● **WHAT YOU NEED TO DO**:
Using the data that follows, give the number of lines where the string "lake" occurs, and nothing else.

● **SUPPLIED ENTRIES**:
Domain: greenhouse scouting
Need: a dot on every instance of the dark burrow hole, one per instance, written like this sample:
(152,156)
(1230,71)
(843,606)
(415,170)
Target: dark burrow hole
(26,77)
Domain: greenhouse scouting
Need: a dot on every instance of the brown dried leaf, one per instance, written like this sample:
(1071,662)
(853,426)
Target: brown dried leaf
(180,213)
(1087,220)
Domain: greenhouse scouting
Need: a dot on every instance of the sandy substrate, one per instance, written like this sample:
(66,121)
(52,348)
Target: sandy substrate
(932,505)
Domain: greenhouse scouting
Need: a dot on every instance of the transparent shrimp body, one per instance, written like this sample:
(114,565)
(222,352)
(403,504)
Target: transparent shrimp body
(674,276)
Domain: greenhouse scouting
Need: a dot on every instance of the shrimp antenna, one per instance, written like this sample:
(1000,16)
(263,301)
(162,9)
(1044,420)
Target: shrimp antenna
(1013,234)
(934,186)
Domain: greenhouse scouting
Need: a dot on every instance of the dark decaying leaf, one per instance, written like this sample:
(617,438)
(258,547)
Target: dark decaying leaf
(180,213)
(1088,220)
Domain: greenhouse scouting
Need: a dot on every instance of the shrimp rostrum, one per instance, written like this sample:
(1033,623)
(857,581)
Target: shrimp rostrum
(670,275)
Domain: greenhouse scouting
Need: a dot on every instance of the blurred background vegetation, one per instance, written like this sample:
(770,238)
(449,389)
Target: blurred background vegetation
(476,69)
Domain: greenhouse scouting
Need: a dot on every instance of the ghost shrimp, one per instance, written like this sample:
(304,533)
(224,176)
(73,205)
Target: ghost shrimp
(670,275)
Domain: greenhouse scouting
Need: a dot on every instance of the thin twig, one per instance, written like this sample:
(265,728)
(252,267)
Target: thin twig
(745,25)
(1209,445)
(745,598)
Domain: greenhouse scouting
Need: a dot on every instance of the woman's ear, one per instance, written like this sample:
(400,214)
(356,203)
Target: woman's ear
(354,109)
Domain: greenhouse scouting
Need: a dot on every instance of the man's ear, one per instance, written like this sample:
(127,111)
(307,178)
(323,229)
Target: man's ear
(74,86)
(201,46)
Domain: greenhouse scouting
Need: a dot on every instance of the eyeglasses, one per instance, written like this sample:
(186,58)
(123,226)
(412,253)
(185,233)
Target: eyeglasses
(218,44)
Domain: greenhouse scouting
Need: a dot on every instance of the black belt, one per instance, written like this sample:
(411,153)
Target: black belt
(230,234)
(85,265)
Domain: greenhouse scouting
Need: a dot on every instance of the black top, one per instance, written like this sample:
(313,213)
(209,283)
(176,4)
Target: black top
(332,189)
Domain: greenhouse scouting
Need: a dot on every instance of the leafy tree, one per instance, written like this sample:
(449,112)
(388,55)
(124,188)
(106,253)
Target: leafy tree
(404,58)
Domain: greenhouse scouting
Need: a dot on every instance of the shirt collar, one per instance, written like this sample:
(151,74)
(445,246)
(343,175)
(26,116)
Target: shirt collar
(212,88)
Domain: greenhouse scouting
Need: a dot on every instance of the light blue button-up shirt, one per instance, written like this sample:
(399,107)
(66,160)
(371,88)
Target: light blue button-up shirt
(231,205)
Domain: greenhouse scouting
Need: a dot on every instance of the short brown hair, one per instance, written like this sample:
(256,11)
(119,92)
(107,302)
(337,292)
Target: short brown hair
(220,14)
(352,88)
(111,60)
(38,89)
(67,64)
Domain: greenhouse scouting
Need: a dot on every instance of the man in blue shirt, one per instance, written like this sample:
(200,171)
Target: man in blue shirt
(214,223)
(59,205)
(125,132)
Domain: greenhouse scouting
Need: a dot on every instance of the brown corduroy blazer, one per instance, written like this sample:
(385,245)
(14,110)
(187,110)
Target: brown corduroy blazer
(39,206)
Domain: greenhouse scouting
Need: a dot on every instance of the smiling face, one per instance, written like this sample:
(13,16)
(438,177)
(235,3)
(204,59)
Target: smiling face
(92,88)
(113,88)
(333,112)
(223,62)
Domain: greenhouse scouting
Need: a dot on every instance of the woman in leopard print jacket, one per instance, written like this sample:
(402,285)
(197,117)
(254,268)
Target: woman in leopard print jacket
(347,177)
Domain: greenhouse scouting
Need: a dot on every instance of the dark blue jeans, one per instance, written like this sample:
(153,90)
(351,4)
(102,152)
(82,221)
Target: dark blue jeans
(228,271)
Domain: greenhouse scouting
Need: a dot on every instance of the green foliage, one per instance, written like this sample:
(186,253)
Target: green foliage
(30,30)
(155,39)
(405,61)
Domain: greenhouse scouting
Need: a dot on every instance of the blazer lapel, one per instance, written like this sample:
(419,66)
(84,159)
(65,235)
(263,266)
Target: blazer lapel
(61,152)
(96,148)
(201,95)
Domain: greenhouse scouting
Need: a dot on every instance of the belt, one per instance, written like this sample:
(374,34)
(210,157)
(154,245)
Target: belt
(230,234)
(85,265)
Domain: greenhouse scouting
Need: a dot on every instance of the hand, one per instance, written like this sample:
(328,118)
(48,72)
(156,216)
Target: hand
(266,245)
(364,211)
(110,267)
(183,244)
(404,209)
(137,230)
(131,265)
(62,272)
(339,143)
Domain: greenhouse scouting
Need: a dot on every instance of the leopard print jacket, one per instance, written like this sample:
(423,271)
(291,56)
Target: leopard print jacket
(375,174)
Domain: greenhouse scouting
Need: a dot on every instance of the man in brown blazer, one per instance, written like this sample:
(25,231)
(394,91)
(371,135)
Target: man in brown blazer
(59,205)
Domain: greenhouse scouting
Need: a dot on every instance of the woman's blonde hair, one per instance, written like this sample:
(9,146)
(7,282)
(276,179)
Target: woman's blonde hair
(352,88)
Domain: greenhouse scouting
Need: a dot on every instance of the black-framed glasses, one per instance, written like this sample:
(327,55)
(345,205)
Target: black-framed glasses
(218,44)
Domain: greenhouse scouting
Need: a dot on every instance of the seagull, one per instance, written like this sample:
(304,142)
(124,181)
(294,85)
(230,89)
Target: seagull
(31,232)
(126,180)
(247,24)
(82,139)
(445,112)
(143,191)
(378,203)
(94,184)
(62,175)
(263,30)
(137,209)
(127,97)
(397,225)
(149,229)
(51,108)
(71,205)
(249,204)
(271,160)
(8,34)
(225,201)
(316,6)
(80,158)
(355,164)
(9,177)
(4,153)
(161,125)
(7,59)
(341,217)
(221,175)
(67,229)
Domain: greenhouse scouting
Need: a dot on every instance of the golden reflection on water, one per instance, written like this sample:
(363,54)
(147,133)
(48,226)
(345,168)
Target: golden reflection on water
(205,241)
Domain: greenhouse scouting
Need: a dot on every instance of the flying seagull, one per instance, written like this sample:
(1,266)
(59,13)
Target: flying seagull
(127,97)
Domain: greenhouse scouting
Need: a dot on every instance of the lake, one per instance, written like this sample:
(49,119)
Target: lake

● **EXERCISE ANSWER**:
2